*What is being asked*.
Transcribe the records below word for word, beginning with the line that contains "Look at the photo above. For each instance of the walkway" and continuing through the end of the records. Give only that part.

*Recorded data*.
----------------------------------------
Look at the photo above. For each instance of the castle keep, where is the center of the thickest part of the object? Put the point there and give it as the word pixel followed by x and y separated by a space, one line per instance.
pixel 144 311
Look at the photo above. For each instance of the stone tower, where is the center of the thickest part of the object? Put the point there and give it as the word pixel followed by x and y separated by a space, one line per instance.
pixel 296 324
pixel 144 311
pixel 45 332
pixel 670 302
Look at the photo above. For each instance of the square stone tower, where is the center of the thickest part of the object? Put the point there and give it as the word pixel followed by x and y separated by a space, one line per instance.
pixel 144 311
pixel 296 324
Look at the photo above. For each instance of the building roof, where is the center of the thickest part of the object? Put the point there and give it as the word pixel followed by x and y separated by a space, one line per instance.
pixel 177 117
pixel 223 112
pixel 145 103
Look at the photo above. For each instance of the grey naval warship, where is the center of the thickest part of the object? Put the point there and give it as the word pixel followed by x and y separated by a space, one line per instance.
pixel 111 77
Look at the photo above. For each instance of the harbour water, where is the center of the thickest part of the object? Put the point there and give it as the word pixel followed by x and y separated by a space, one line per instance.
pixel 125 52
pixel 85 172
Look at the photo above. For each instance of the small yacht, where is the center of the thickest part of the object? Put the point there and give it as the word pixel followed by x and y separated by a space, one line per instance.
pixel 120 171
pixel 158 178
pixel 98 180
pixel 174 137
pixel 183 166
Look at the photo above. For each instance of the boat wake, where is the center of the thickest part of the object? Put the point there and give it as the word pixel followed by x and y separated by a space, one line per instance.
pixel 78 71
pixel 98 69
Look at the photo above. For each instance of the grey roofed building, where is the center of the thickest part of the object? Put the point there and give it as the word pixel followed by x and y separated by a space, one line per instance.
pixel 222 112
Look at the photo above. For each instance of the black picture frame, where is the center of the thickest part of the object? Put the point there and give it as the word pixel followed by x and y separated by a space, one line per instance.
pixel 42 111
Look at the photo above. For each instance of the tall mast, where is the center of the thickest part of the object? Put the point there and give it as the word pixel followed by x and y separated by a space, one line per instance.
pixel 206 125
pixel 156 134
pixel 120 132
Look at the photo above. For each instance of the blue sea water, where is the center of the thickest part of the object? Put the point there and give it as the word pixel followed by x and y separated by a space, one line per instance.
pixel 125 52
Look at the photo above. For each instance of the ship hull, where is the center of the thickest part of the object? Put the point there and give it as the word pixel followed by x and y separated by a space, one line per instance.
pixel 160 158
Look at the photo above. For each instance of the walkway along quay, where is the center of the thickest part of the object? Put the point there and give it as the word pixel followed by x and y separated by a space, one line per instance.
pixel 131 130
----------------------------------------
*Answer in full*.
Look at the photo above. For each instance of the walkway along quay, where is the center of the thickest part of the object? Put the point there and give it as the word pixel followed by x and y separated by a space, one line per instance.
pixel 131 130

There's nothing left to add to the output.